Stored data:
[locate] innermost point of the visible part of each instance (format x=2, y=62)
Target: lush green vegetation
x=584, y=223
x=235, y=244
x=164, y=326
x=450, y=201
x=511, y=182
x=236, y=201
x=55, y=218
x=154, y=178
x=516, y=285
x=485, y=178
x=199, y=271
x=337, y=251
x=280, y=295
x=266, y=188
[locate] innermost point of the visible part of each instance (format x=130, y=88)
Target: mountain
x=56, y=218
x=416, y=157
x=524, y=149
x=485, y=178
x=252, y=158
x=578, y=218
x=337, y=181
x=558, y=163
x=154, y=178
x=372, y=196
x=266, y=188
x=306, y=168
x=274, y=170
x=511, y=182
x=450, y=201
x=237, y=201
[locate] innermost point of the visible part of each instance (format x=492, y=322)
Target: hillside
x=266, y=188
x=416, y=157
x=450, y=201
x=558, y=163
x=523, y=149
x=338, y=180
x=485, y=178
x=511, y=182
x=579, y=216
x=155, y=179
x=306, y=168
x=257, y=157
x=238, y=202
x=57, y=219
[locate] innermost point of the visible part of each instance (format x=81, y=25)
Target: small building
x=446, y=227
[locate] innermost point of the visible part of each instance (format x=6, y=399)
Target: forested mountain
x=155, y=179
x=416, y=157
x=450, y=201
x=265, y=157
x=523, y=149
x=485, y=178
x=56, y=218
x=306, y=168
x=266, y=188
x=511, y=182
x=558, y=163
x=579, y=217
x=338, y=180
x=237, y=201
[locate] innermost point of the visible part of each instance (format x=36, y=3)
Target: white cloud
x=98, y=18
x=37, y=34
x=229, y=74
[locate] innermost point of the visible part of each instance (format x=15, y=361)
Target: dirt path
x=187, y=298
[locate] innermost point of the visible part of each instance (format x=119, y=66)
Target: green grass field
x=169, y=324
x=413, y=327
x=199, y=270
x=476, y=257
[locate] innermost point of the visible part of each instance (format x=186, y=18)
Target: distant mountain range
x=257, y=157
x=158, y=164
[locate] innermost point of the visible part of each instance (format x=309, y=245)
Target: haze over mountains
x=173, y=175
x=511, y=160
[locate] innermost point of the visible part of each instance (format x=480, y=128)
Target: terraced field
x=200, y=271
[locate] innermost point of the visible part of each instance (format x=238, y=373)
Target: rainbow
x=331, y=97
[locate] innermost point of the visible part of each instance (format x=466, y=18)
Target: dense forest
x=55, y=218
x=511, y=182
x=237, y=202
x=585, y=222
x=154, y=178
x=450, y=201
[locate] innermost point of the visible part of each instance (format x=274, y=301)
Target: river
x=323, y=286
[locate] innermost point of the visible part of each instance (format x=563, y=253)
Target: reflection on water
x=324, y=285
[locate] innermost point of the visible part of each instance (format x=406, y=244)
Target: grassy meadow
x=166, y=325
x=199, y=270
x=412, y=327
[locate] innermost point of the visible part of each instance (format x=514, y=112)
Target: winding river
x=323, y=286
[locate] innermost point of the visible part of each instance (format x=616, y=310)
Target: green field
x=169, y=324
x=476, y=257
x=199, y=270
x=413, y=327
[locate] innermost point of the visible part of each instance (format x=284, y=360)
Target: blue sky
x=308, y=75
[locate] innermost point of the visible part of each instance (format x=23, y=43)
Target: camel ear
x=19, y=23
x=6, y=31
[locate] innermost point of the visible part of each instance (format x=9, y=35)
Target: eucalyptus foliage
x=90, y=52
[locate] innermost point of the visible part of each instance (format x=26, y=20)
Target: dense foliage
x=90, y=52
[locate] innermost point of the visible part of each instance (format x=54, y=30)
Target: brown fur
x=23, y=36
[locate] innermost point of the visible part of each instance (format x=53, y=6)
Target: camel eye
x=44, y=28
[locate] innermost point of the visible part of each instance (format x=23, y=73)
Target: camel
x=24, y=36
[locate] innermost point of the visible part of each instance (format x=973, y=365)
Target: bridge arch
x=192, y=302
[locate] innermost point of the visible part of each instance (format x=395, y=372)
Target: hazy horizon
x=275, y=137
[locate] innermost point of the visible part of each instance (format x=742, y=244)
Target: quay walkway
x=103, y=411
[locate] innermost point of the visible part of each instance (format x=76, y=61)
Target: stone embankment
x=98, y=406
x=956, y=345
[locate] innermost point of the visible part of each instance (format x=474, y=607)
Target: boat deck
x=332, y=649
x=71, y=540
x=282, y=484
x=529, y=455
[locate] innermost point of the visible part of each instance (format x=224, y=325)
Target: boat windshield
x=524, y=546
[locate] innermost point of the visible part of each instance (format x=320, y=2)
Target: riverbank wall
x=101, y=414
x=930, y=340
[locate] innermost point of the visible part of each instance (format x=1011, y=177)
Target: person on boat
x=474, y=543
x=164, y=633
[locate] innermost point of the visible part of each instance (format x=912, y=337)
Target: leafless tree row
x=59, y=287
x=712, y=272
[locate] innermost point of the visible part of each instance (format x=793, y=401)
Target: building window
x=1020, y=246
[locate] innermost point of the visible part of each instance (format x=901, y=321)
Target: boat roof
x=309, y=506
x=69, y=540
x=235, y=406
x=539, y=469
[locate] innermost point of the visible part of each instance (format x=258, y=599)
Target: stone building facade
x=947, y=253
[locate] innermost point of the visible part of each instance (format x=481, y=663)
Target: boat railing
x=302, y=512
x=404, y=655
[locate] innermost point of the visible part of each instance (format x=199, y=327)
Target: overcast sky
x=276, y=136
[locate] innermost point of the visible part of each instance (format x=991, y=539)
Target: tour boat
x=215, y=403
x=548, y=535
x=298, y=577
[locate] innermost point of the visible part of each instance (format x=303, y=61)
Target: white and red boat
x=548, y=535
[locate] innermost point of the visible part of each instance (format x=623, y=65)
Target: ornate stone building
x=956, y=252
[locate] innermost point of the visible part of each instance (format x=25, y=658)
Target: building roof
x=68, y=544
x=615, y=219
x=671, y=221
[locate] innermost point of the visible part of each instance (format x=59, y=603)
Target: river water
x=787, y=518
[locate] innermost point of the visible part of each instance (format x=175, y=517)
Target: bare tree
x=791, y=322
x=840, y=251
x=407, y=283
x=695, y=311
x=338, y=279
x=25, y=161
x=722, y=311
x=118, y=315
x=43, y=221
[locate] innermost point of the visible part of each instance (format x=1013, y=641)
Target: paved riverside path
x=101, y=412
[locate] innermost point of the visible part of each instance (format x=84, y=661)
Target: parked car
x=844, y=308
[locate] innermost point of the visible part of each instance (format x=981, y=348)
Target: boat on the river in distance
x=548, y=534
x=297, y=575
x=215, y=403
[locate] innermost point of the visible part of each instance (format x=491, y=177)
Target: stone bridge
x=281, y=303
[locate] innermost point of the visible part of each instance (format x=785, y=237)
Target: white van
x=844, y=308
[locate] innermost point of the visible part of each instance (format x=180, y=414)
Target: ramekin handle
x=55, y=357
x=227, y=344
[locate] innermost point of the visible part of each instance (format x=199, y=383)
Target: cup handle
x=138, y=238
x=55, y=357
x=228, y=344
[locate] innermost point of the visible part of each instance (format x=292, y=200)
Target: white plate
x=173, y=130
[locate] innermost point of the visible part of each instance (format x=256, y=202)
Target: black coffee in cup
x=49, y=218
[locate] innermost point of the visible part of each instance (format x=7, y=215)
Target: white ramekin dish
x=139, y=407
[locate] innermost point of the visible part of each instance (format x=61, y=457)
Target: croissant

→ TASK OBJECTIVE
Could you set out every line of the records above as a numbered list, leaving out any blank lines?

→ FULL OUTPUT
1. [locate] innermost point of the visible part of each instance (format x=2, y=62)
2. Target: lush green vegetation
3. x=584, y=223
4. x=235, y=244
5. x=164, y=326
6. x=450, y=201
7. x=511, y=182
8. x=236, y=201
9. x=55, y=218
10. x=154, y=178
11. x=516, y=285
12. x=485, y=178
13. x=199, y=271
14. x=337, y=251
15. x=280, y=295
16. x=266, y=188
17. [locate] innermost point of the visible part of each instance (format x=130, y=88)
18. Target: mountain
19. x=56, y=218
20. x=416, y=157
21. x=524, y=149
22. x=485, y=178
23. x=252, y=158
24. x=578, y=218
25. x=337, y=181
26. x=558, y=163
27. x=154, y=178
28. x=372, y=196
29. x=266, y=188
30. x=306, y=168
31. x=274, y=170
32. x=511, y=182
33. x=450, y=201
34. x=237, y=201
35. [locate] innermost point of the visible part of each instance (format x=492, y=322)
36. Target: hillside
37. x=266, y=188
38. x=416, y=157
39. x=450, y=201
40. x=558, y=163
41. x=523, y=149
42. x=338, y=180
43. x=485, y=178
44. x=511, y=182
45. x=579, y=216
46. x=155, y=179
47. x=306, y=168
48. x=257, y=157
49. x=238, y=202
50. x=57, y=219
51. [locate] innermost point of the visible part of each instance (format x=81, y=25)
52. Target: small building
53. x=446, y=227
54. [locate] innermost point of the visible part of each instance (format x=6, y=399)
55. Target: forested mountain
56. x=155, y=179
57. x=416, y=157
58. x=450, y=201
59. x=265, y=157
60. x=523, y=149
61. x=485, y=178
62. x=56, y=218
63. x=306, y=168
64. x=266, y=188
65. x=511, y=182
66. x=558, y=163
67. x=579, y=217
68. x=338, y=180
69. x=237, y=201
70. [locate] innermost point of the visible part of each instance (format x=36, y=3)
71. Target: white cloud
72. x=98, y=18
73. x=37, y=34
74. x=229, y=74
75. [locate] innermost point of the visible part of each instance (format x=15, y=361)
76. Target: dirt path
77. x=187, y=298
78. [locate] innermost point of the visible part of each instance (format x=119, y=66)
79. Target: green grass field
80. x=169, y=324
81. x=413, y=327
82. x=199, y=270
83. x=476, y=257
84. [locate] innermost point of the visible part of each instance (format x=186, y=18)
85. Target: distant mountain range
86. x=257, y=157
87. x=158, y=164
88. [locate] innermost point of the visible part of each instance (format x=309, y=245)
89. Target: haze over mountains
90. x=173, y=175
91. x=511, y=160
92. [locate] innermost point of the visible part of each instance (format x=480, y=128)
93. Target: terraced field
94. x=200, y=271
95. [locate] innermost point of the visible part of each instance (format x=238, y=373)
96. Target: rainbow
97. x=331, y=97
98. [locate] innermost point of the visible part of each instance (format x=466, y=18)
99. Target: dense forest
100. x=55, y=218
101. x=511, y=182
102. x=237, y=202
103. x=585, y=222
104. x=154, y=178
105. x=450, y=201
106. [locate] innermost point of the visible part of each instance (format x=274, y=301)
107. Target: river
108. x=323, y=286
109. [locate] innermost point of the visible part of each instance (format x=563, y=253)
110. Target: reflection on water
111. x=324, y=285
112. [locate] innermost point of the visible part of each instance (format x=406, y=244)
113. Target: grassy meadow
114. x=166, y=325
115. x=199, y=270
116. x=412, y=327
117. [locate] innermost point of the visible part of each instance (format x=514, y=112)
118. Target: winding river
119. x=323, y=286
120. [locate] innermost point of the visible part of each instance (format x=616, y=310)
121. Target: green field
122. x=169, y=324
123. x=476, y=257
124. x=199, y=270
125. x=413, y=327
126. [locate] innermost point of the visible part of each instance (format x=284, y=360)
127. Target: blue sky
128. x=308, y=75
129. [locate] innermost point of the visible part of each instance (format x=23, y=43)
130. Target: camel ear
131. x=19, y=23
132. x=6, y=31
133. [locate] innermost point of the visible part of each instance (format x=9, y=35)
134. Target: eucalyptus foliage
135. x=90, y=52
136. [locate] innermost point of the visible part of each instance (format x=26, y=20)
137. Target: dense foliage
138. x=90, y=52
139. [locate] innermost point of the visible part of each instance (format x=54, y=30)
140. Target: brown fur
141. x=23, y=36
142. [locate] innermost point of the visible part of each instance (format x=53, y=6)
143. Target: camel eye
144. x=44, y=28
145. [locate] innermost point of the visible part of each instance (format x=23, y=73)
146. Target: camel
147. x=24, y=36
148. [locate] innermost point of the visible part of each instance (format x=973, y=365)
149. Target: bridge arch
150. x=192, y=302
151. [locate] innermost point of the visible part of each instance (format x=395, y=372)
152. Target: hazy horizon
153. x=275, y=137
154. [locate] innermost point of the visible part of each instance (format x=742, y=244)
155. Target: quay walkway
156. x=103, y=411
157. [locate] innermost point of the visible part of each instance (format x=76, y=61)
158. Target: stone embankment
159. x=98, y=406
160. x=956, y=345
161. [locate] innermost point of the visible part of each instance (format x=474, y=607)
162. Target: boat deck
163. x=332, y=649
164. x=71, y=540
165. x=282, y=484
166. x=529, y=455
167. [locate] innermost point of the visible part of each instance (format x=224, y=325)
168. Target: boat windshield
169. x=524, y=546
170. [locate] innermost point of the visible part of each instance (format x=320, y=2)
171. Target: riverbank wall
172. x=101, y=414
173. x=930, y=340
174. [locate] innermost point of the visible part of each instance (format x=1011, y=177)
175. Target: person on boat
176. x=474, y=543
177. x=164, y=633
178. [locate] innermost point of the visible part of each instance (format x=912, y=337)
179. Target: leafless tree row
180. x=59, y=287
181. x=712, y=272
182. [locate] innermost point of the visible part of each instance (format x=793, y=401)
183. Target: building window
184. x=1020, y=246
185. [locate] innermost point of the visible part of each instance (format x=901, y=321)
186. Target: boat roof
187. x=309, y=506
188. x=69, y=540
189. x=235, y=406
190. x=539, y=469
191. [locate] innermost point of the visible part of each instance (format x=258, y=599)
192. Target: stone building facade
193. x=947, y=253
194. [locate] innermost point of the visible part of each instance (format x=481, y=663)
195. Target: boat railing
196. x=302, y=512
197. x=404, y=655
198. [locate] innermost point of the visible part of each instance (format x=199, y=327)
199. Target: overcast sky
200. x=276, y=136
201. [locate] innermost point of the visible part of each instance (format x=991, y=539)
202. Target: tour boat
203. x=215, y=403
204. x=548, y=535
205. x=298, y=577
206. [locate] innermost point of the visible part of each instance (format x=303, y=61)
207. Target: white and red boat
208. x=548, y=535
209. [locate] innermost point of the visible part of each instance (format x=623, y=65)
210. Target: ornate stone building
211. x=956, y=252
212. [locate] innermost point of the visible part of each instance (format x=25, y=658)
213. Target: building roof
214. x=68, y=544
215. x=615, y=219
216. x=671, y=221
217. [locate] innermost point of the visible part of each instance (format x=59, y=603)
218. Target: river water
219. x=787, y=518
220. [locate] innermost point of the visible part of each instance (format x=175, y=517)
221. Target: bare tree
222. x=791, y=322
223. x=840, y=251
224. x=407, y=283
225. x=695, y=311
226. x=338, y=279
227. x=25, y=161
228. x=722, y=311
229. x=118, y=315
230. x=43, y=221
231. [locate] innermost point of the visible part of each instance (format x=1013, y=641)
232. Target: paved riverside path
233. x=101, y=412
234. [locate] innermost point of the visible part of each instance (format x=84, y=661)
235. Target: parked car
236. x=844, y=308
237. [locate] innermost point of the visible part of each instance (format x=981, y=348)
238. Target: boat on the river in distance
239. x=548, y=534
240. x=297, y=575
241. x=215, y=403
242. [locate] innermost point of the visible part of each instance (format x=491, y=177)
243. Target: stone bridge
244. x=281, y=303
245. [locate] innermost point of the visible part of each instance (format x=785, y=237)
246. Target: white van
247. x=844, y=308
248. [locate] innermost point of the visible part of each instance (format x=180, y=414)
249. Target: ramekin handle
250. x=55, y=357
251. x=227, y=344
252. [locate] innermost point of the visible part of each instance (format x=199, y=383)
253. Target: cup handle
254. x=138, y=238
255. x=55, y=357
256. x=228, y=344
257. [locate] innermost point of the visible part of each instance (format x=292, y=200)
258. Target: white plate
259. x=173, y=130
260. [locate] innermost point of the visible part of each instance (format x=256, y=202)
261. Target: black coffee in cup
262. x=49, y=218
263. [locate] innermost point of the visible part of each instance (format x=7, y=215)
264. Target: white ramekin dish
265. x=139, y=407
266. [locate] innermost point of the visible part of each instance (format x=61, y=457)
267. Target: croissant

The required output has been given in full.